**ЦЕЛЬ ЗАДАНИЯ A**:
По тексту о Крутых Горках ответьте на вопросы:
(i) Куда должен уехать Алеша?
(ii) Чье пение Алеша записал, кроме скворцов?
(iii) На что похожи цветы карагача?

**ТЕКСТ СТРАНИЦЫ**:
В это утро мы со Стремяковым решили пройтись по Крутым Горкам. Но задержались. Надо было Анатолию Федоровичу наказ сыну своему дать перед тем, как он уедет в техникум связи. А Алеши дома не было. «Где Алеша?» — ищет отец. А тот сидит на суку у клена, опутавшись проводами, и молчит.
— Ты что там делаешь? А ну-ка слазь! — кричит отец.
— Да я, па, микрофон устанавливаю, — отвечает сын деловито.
— Что, обалдел, микрофон на дереве! Для скворцов, что ли?
— Ага, па! Для скворцов.
Свесился с сучка, объясняет отцу как неразумному:
— Па, знаешь, я сейчас запишу, как поют скворцы, а зимой, на новогодней елке и включу. Па, понимаешь, на улице мороз, ветер колючий, снег кругом, а у нас на елке будут петь скворцы! Наши скворцы. А, па! Я и жаворонков тоже записал. И они петь будут у нас на новогодней елке…
ГЛАВНАЯ ПЛОЩАДЬИдем по главной улице Крутых Горок. Справа клуб и совхозная контора. Между ними везде пока голыми густыми сучьями к весеннему небу выстроились карагачи. Интересное это степное дерево — карагач. Неторопливое, уверенное и сильное дерево. Уже сирень зацвела и вишня цвет выбросила, а он молчит среди всей этой буйной зелени. Часа своего ждет. И вдруг ранним утром стрельнет узкими листочками, а потом и цветы, неяркие, похожие на потухающие угли, выпустит. Зацвел упрямый карагач, значит, тепло установилось прочно до окончания лета. И будет зеленеть до самого снега. Всех переживет. Вот уж опали листья вишен и яблонь. И дуб потерял зеленое ожерелье. Обнажились березы в колках. И только карагач наперекор всему — заморозкам, пыльным бурям, суховеям — стоит зеленый и потому молодой всегда. Вот уж и снег первый лег на землю, а карагач все зеленеет, не желает сдаваться. Такое вот упрямое и славное дерево карагач.

**ЦЕЛЬ ЗАДАНИЯ B**: В части записей, которая начинается строкой с «# test: pointer returns one pin per instance of the horse's» и доходит до конца записей, замените «hoof» на «leg». Приведите только эту часть, остальное не меняйте.

**ЗАПИСИ К ЗАДАНИЮ**:
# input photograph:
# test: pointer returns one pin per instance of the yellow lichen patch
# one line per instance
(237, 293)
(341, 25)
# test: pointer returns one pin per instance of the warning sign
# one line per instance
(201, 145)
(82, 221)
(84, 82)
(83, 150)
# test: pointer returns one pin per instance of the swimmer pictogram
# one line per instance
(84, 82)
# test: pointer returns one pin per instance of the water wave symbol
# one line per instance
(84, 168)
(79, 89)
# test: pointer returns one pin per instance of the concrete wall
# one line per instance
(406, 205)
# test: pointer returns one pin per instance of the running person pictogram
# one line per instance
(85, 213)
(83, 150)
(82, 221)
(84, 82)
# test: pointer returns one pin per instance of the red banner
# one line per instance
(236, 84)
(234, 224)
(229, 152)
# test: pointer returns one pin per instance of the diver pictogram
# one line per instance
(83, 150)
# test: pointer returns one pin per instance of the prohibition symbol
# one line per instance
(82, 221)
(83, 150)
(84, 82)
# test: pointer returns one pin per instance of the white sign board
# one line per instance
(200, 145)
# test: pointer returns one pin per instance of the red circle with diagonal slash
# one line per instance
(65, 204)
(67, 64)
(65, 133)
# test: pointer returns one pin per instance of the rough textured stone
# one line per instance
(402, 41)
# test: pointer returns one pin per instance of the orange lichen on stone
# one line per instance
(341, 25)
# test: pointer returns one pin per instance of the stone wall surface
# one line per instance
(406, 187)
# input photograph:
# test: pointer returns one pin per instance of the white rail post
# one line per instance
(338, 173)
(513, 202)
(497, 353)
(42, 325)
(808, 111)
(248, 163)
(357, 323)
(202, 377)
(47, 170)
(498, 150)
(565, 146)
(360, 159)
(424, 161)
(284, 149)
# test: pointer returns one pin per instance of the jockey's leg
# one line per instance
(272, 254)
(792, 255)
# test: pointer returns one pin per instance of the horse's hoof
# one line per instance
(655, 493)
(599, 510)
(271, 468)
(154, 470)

**ИТОГОВЫЙ ОТВЕТ A**:
(i) В техникум связи.
(ii) Пение жаворонков.
(iii) На потухающие угли.

**ИТОГОВЫЙ ОТВЕТ B**:
# test: pointer returns one pin per instance of the horse's leg
# one line per instance
(655, 493)
(599, 510)
(271, 468)
(154, 470)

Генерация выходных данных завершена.